When I'm sixty-four その5
ライフタイム・パートナー。


ノリスケ 婚姻届、それは、なんで、なんで、なんで?
すごい不思議。
つねさん ゲイ同士の結婚できない云々って、
あったじゃない? 
なんか、自分の中でひとつねー、
なんか、かたちが欲しかった。
ノリスケ それは、浮気症なあなたを、
自分でいましめるために、みたいな話?(笑)
つねさん ううん、ぜんぜんっ!
だって、そのとき付き合ってたやついたし。
ああ、まあ、別れる直前だったけど。
ノリスケ でしょ? ひとりにしようと思ったんでしょ?
つねさん えっ?
ノリスケ ひとりに絞ろうと思ったんでしょ?
つねさん んー、ま、そうなんだろうね。
ノリスケ 指輪はジョージさんの提案?
ジョージ ん、でも、僕は最初に指輪を持ってて、
で、この人におねだりされたの。
指輪がほしい〜。
つねさん ん、で僕も買ってあげるって、
交換したの。
ノリスケ ほんと?
ジョージ そそそそ。
つねさん 僕、純情だったの、昔は(笑)。
ノリスケ この人ね、冷めてるように見えるんだよ、
外から見ると。
つねさん ええー?(笑)そお?
ノリスケ う〜ん。言われないの? そういうことは。
ジョージ すっごーい、すっごい甘えん坊さんよ。
つねさん ヘへへっ。
ノリスケ 他の友だちってね、聞いて、聞いて、聞いて、
っていうね、のろけも愚痴も言ってくるじゃない?
でも、言わないんだなあ、つねさんは。
ジョージ いや、たまに、たまに置いてかれるときが
あるぐらいに、すごいことがあるよ(笑)。
つねさん そうお?
ジョージ かと思うと、なんか、こっちが色々、
喜ばせてやろうと思って準備することを、
ことごとく、ハイハイッ、ハイハイッ、
とかって、軽ーく流していったりとか、
っていうこともあるの。
これは仕方がないんじゃないの?
つねさん それは、お互いだよ。
ノリスケ その、婚姻届にしても指輪にしても、
ずっと一緒にいようねっていう、
ライフタイム・パートナーシップを考えるのって、
今までの恋愛で、あった?
つねさん あった。
ジョージ 僕、いつもそうだよ。
ノリスケ そっか、いつもそうっちゃ、そうだな(笑)。
つねさん あるけど、結局、ふっと消えちゃうわけでね。

位置注釈のレコード
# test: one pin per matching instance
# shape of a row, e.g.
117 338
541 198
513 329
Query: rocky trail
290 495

出題課題:
1. 抜粋によると、最初に指輪を持っていたのは誰ですか。
2. 抜粋の中で、ノリスケさんはつねさんが外から見ると冷めているように見えると言っています。その理由をノリスケさん自身の説明に沿って説明してください。

各課題の解答:
1. 最初に指輪を持っていたのはジョージさんです。

2. ほかの友だちは「聞いて、聞いて」とのろけや愚痴を言ってきます。しかし、つねさんはそういうことを言わないからです。